■ What is being asked ■
In the article about Ron Artest and the Lakers, how much was his five-year deal with the team worth?

■ Text block ■
Lately, Artest has appeared in a similar mood as he did when he first signed with the Lakers for a five-year deal worth $33 million. He showed up to his introductory news conference ready to talk all things, including the Lakers, Michael Jackson, TMZ and the infamous Brawl at the Palace. He gave out his private cellphone number during his tour in China and spoke directly to fans. And he arrived in San Diego unaware the city had a baseball team.

Each appearance certainly sparked reactions. If nothing else, it showed he had moved beyond the toxic persona he once projected. Yet, intentional or not, it was during his appearance in San Diego that he provided the framework on how fans should view him in the upcoming season. With the Lakers coming off an NBA championship, Artest told the public to square the blame solely on him if the Lakers didn't repeat in 2010.

"They should. That's exactly what should happen if we don't repeat," he said at the time. "They won last year, and I'm the new addition. The fans expect to repeat. Everybody in L.A. expects a second ring. And if we don't then yeah, they should point it right at me, throwing tomatoes and everything."

Kupchak found the comments unnecessary.

"He put a lot of pressure on himself ... ," Kupchak said. "That part worked out, but that might make it easier next year."

Artest agreed with Kupchak's assessment.

"That was one of the dumbest things I ever did," Artest said. "I was playing with that pressure the whole year. It was cool. I wasn't afraid of it. I wasn't afraid to attack it. I wasn't afraid to fail if I did because I'd go back in the gym and it'd give me a reason to get better."

Yet, he was used to that pressure, such as when he decided to play for St. John's after growing up in Queensbridge, N.Y. He also credited a psychologist for helping him remain calm during Game 7. And Odom, who also grew up in Queensbridge, helped counsel Artest.

"Ron beats to a different drum," Odom said. "So what we all do."

Surely, Artest displayed some of those moments.

There were also head-scratching episodes such as his Christmas night concussion, admission to the Sporting News that he drank Hennessy during games when he played in Chicago (1999-2002) and vented via Twitter about Phil Jackson's public criticism regarding his shot selection.

Still, Kupchak dutifully noted "there were no problems that I'm aware of on the court or off the court."

■ Dataset ■

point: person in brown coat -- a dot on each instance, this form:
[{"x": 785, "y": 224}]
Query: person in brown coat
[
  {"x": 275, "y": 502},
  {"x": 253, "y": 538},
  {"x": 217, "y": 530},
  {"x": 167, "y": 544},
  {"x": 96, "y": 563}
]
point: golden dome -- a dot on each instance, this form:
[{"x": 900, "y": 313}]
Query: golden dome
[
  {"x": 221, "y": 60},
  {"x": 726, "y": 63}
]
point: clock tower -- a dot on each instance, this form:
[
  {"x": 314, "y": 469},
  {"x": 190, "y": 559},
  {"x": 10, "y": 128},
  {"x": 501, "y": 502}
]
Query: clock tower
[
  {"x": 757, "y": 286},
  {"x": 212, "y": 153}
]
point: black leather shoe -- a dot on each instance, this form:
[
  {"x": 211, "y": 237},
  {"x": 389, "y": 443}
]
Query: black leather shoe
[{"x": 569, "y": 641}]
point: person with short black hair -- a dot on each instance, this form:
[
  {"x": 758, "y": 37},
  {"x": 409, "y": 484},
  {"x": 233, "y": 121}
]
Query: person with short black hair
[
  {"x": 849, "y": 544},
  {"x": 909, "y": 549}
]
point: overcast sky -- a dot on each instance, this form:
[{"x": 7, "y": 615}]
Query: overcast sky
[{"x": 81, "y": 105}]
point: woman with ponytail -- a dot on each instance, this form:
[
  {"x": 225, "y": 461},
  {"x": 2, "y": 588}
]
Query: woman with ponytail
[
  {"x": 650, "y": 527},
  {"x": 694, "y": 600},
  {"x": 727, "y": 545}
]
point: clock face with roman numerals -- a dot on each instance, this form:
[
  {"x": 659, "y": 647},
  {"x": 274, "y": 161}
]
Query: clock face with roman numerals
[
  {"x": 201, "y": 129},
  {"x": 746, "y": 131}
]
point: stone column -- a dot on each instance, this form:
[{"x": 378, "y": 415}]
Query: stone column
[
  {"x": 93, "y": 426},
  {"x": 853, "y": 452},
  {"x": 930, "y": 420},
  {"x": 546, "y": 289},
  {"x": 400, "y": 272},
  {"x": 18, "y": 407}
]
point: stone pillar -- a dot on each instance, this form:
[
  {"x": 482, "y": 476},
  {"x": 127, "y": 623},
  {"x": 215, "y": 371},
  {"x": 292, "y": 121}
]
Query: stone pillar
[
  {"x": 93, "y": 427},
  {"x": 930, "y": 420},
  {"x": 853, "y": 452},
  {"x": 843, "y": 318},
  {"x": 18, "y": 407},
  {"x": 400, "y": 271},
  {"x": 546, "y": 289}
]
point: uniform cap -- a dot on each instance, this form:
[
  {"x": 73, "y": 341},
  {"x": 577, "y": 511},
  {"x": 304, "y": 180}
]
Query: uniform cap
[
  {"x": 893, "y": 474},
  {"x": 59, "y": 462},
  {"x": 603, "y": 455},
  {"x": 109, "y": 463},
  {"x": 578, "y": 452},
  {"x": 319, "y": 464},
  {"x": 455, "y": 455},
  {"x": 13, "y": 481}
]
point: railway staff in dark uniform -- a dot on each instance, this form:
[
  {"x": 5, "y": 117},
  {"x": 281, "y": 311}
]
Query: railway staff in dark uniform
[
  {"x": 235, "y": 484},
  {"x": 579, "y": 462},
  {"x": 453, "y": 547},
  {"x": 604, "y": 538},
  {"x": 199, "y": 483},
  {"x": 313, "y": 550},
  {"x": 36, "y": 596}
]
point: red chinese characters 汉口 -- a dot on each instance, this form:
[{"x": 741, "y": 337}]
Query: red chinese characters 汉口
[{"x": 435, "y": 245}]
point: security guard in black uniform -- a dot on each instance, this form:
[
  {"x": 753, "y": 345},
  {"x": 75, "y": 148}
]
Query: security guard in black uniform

■ Exercise output ■
$33 million